- _Supplied passage_:

* * *

In our case, we can set the manifest theme_color to white to provide the right default color for our app. The OS will read this color value when the app is installed and use it to make the window controls background color white. This color works great for our main page with the list of demos.

The theme-color meta tag can be changed at runtime, using JavaScript. So we can do that to override the white with the right demo background color when one is opened.

Here is the function we’ll use:

function themeWindow(bgColor) {
  document.querySelector("meta[name=theme-color]").setAttribute('content', bgColor);
}

With this in place, we can imagine how using color and CSS transitions can produce a smooth change from the list page to the demo page, and enable the window control buttons to blend in with the rest of the app’s interface.

Dragging the window

Now, getting rid of the title bar entirely does have an important accessibility consequence: it’s much more difficult to move the application window around.

The title bar provides a sizable area for users to click and drag, but by using the Window Controls Overlay feature, this area becomes limited to where the control buttons are, and users have to very precisely aim between these buttons to move the window.

Fortunately, this can be fixed using CSS with the app-region property. This property is, for now, only supported in Chromium-based browsers and needs the -webkit- vendor prefix. 

To make any element of the app become a dragging target for the window, we can use the following: 

-webkit-app-region: drag;

It is also possible to explicitly make an element non-draggable: 

-webkit-app-region: no-drag; 

These options can be useful for us. We can make the entire header a dragging target, but make the search field and NEW button within it non-draggable so they can still be used as normal.

However, because the editor page doesn’t display the header, users wouldn’t be able to drag the window while editing code. So let's use a different approach. We’ll create another element before our header, also absolutely positioned, and dedicated to dragging the window.

* * *

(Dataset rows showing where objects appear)

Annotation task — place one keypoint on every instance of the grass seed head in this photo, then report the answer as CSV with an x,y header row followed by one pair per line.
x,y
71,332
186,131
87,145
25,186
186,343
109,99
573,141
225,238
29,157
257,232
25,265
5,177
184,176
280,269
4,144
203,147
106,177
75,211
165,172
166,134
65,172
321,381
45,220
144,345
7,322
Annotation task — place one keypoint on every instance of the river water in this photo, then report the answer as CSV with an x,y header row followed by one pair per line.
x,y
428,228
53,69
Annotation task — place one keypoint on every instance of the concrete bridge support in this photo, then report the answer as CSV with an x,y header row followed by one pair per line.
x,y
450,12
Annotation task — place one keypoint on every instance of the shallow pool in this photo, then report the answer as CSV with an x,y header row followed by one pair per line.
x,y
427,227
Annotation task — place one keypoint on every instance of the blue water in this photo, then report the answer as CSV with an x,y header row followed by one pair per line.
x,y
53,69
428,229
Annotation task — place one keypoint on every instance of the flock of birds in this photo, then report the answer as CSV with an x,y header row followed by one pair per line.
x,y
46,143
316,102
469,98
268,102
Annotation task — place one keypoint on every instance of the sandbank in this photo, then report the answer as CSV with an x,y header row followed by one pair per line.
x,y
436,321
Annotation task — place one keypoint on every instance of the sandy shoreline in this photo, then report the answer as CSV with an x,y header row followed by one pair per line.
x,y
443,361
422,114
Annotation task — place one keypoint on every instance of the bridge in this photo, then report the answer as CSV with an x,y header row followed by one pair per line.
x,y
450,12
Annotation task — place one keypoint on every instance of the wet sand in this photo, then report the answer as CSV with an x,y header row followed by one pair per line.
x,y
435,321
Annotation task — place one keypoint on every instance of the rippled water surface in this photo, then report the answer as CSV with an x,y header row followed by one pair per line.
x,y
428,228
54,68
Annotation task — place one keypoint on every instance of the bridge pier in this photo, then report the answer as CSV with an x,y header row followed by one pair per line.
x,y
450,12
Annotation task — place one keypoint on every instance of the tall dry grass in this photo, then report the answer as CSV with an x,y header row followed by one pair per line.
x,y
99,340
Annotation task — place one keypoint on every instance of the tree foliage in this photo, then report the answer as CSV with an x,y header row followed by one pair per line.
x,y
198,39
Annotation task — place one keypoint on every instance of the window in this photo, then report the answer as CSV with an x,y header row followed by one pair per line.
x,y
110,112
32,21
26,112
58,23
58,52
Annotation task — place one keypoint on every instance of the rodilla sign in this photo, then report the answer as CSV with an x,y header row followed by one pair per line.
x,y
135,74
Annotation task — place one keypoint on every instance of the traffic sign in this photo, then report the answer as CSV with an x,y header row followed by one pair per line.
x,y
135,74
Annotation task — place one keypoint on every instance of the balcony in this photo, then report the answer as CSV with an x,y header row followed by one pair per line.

* * *

- _To be done_:
A: According to the article on Window Controls Overlay, why is a separate element placed before the header and dedicated to dragging the window, instead of relying only on the draggable header?
B: Reproduce the rows starting at the line that contains "of the window" and continuing through the last line of the rows.

- _Set of answers_:
A: The editor page doesn't display the header, so a draggable header alone would leave users unable to drag the window while editing code. A dedicated, absolutely positioned element before the header solves this.

B:
Annotation task — place one keypoint on every instance of the window in this photo, then report the answer as CSV with an x,y header row followed by one pair per line.
x,y
110,112
32,21
26,112
58,23
58,52
Annotation task — place one keypoint on every instance of the rodilla sign in this photo, then report the answer as CSV with an x,y header row followed by one pair per line.
x,y
135,74
Annotation task — place one keypoint on every instance of the traffic sign in this photo, then report the answer as CSV with an x,y header row followed by one pair per line.
x,y
135,74
Annotation task — place one keypoint on every instance of the balcony in this photo, then report the answer as CSV with an x,y header row followed by one pair per line.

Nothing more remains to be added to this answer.